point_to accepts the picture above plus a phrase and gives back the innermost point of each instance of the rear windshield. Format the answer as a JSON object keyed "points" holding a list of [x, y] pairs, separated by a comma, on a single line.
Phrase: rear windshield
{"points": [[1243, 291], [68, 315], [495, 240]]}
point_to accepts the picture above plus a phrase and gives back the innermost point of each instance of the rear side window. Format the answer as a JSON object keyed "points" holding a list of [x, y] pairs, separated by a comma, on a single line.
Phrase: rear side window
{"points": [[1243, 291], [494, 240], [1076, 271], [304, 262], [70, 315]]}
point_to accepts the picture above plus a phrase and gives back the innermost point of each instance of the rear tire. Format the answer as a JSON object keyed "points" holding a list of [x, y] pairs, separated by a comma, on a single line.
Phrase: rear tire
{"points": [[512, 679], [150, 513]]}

DIRECTIONS:
Each record above has to be printed again, word for word.

EXPECTED OUTPUT:
point_to accepts the picture above plus a phrase and gives back the innermost point of each instance of the rear windshield. Format the answer as a JSON object keyed "points" holding a list of [x, y] pairs, separated by a comma, on a single line.
Phrase: rear windshield
{"points": [[1243, 291], [68, 315], [495, 240]]}
point_to accepts the picture above plus a phrase and gives back the innermost point of each instance of the rear side window. Format the answer as a JSON object keyed "points" holding a list of [x, y] pairs, separated by a comma, on a single line.
Phrase: rear side window
{"points": [[1243, 291], [494, 240], [1076, 271], [304, 262], [70, 315]]}
point_to accepts the picture above plus a phrase and gives back the innermost point of each instance of the rear tire. Format the answer as a JSON object keyed "points" holding a list of [x, y] pairs, separated by a comma, on a single line.
Phrase: rear tire
{"points": [[512, 679], [150, 513]]}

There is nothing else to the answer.